November 10, 2011

Replacement rear trailing arm bushings, 94-01

I just had the rear trailing arm bushings replaced in my 1996 LS sedan. The part number is 52385-SR3-000.

August 9, 2011

Removing the Integra distributor to replace the o-ring

There is an o-ring behind the distributor that prevents oil from leaking from the hole in the head of the engine. Here is a picture. The o-ring is the black ring up against the back of the distributor body.

Mine was in decent shape but still leaking. Here is how to change it:

  1. Disconnect the negative battery terminal
  2. Etch the outline of the upper distributor mounting flange so you can replace the distributor in the exact same spot
  3. Remove three 12mm bolts that hold the distributor in place
  4. Pull the distributor straight out without moving the shaft on the back
  5. Replace the o-ring
  6. Put it back together
  7. The back of the distributor has a shaft assembly you can see in the picture. This shaft must line up and mesh with the intake cam. If you look inside the hole in the head that the distributor covers you will see the "female" end of this shaft link.

§ GIVEN INSTRUCTION 1
Retype the car repair notes between "Mine was in" and "this shaft link.", inclusive.
§ GIVEN INSTRUCTION 2
Pull out every line of the listing that contains the string "return", matching case exactly.

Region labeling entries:
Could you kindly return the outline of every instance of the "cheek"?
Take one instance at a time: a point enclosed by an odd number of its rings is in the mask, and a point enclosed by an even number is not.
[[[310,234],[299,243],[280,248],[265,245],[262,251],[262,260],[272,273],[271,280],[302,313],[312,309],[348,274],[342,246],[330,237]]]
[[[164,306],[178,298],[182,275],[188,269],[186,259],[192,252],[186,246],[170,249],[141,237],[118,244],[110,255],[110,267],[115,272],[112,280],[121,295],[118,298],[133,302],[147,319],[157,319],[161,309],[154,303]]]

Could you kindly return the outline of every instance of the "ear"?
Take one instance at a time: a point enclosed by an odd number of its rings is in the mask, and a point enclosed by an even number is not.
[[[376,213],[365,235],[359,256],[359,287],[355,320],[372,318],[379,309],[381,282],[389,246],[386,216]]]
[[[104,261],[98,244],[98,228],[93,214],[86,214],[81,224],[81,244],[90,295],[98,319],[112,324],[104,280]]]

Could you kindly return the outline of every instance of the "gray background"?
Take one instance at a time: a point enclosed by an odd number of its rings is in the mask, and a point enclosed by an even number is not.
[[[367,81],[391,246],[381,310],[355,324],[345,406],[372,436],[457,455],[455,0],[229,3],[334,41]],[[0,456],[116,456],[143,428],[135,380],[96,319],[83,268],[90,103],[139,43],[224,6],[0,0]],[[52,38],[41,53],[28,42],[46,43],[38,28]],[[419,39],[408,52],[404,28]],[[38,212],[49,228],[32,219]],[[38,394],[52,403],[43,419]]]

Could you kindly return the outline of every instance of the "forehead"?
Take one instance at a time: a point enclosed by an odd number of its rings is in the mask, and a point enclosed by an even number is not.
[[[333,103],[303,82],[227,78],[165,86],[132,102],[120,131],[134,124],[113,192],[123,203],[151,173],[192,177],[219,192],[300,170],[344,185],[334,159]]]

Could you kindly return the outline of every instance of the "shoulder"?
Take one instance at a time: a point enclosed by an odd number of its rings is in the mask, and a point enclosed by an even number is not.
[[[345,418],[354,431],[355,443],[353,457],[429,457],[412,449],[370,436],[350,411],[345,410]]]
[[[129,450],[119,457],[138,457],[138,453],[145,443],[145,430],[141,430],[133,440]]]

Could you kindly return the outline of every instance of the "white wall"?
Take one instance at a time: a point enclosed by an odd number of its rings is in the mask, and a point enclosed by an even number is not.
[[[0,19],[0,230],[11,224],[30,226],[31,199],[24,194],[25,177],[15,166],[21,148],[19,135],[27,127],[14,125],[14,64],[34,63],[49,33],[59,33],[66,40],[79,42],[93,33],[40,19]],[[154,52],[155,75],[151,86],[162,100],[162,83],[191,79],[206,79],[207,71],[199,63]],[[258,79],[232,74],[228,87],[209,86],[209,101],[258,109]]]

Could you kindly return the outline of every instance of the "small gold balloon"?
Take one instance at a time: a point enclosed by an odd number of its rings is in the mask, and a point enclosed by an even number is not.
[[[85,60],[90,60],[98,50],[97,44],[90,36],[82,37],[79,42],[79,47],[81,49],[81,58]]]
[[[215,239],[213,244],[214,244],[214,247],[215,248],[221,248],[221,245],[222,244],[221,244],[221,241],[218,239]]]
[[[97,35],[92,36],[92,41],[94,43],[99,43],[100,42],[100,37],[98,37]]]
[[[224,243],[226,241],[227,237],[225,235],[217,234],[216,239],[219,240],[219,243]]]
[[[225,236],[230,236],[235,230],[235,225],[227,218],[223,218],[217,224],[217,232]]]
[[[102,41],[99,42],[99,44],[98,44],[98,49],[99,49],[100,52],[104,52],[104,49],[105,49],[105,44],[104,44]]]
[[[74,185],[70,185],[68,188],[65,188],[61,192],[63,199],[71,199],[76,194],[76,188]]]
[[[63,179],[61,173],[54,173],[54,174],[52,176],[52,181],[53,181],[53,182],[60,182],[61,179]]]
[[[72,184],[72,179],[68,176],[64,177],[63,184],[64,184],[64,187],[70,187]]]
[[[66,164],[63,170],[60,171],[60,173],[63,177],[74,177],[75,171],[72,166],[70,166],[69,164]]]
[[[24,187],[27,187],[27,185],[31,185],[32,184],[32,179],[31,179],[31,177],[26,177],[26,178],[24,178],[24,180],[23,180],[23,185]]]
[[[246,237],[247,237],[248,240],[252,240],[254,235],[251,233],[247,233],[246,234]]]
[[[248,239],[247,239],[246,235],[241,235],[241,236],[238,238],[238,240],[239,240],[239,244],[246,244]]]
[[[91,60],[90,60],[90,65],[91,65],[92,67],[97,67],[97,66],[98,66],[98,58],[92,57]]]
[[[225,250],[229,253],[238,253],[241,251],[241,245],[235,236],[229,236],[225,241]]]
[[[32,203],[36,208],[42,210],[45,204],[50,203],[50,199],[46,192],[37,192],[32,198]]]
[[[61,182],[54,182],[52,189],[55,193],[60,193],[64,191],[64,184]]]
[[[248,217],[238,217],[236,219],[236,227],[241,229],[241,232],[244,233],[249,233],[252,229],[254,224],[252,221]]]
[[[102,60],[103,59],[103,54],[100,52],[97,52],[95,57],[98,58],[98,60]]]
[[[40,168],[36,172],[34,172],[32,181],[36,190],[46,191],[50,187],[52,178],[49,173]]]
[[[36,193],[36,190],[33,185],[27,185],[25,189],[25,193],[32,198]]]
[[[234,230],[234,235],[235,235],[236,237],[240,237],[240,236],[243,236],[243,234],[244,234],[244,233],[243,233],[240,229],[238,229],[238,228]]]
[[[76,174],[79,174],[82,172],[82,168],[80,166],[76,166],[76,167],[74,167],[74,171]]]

§ EXERCISE OUTPUT 1
Mine was in decent shape but still leaking. Here is how to change it:

  1. Disconnect the negative battery terminal
  2. Etch the outline of the upper distributor mounting flange so you can replace the distributor in the exact same spot
  3. Remove three 12mm bolts that hold the distributor in place
  4. Pull the distributor straight out without moving the shaft on the back
  5. Replace the o-ring
  6. Put it back together
  7. The back of the distributor has a shaft assembly you can see in the picture. This shaft must line up and mesh with the intake cam. If you look inside the hole in the head that the distributor covers you will see the "female" end of this shaft link.

§ EXERCISE OUTPUT 2
Could you kindly return the outline of every instance of the "cheek"?
Could you kindly return the outline of every instance of the "ear"?
Could you kindly return the outline of every instance of the "gray background"?
Could you kindly return the outline of every instance of the "forehead"?
Could you kindly return the outline of every instance of the "shoulder"?
Could you kindly return the outline of every instance of the "white wall"?
Could you kindly return the outline of every instance of the "small gold balloon"?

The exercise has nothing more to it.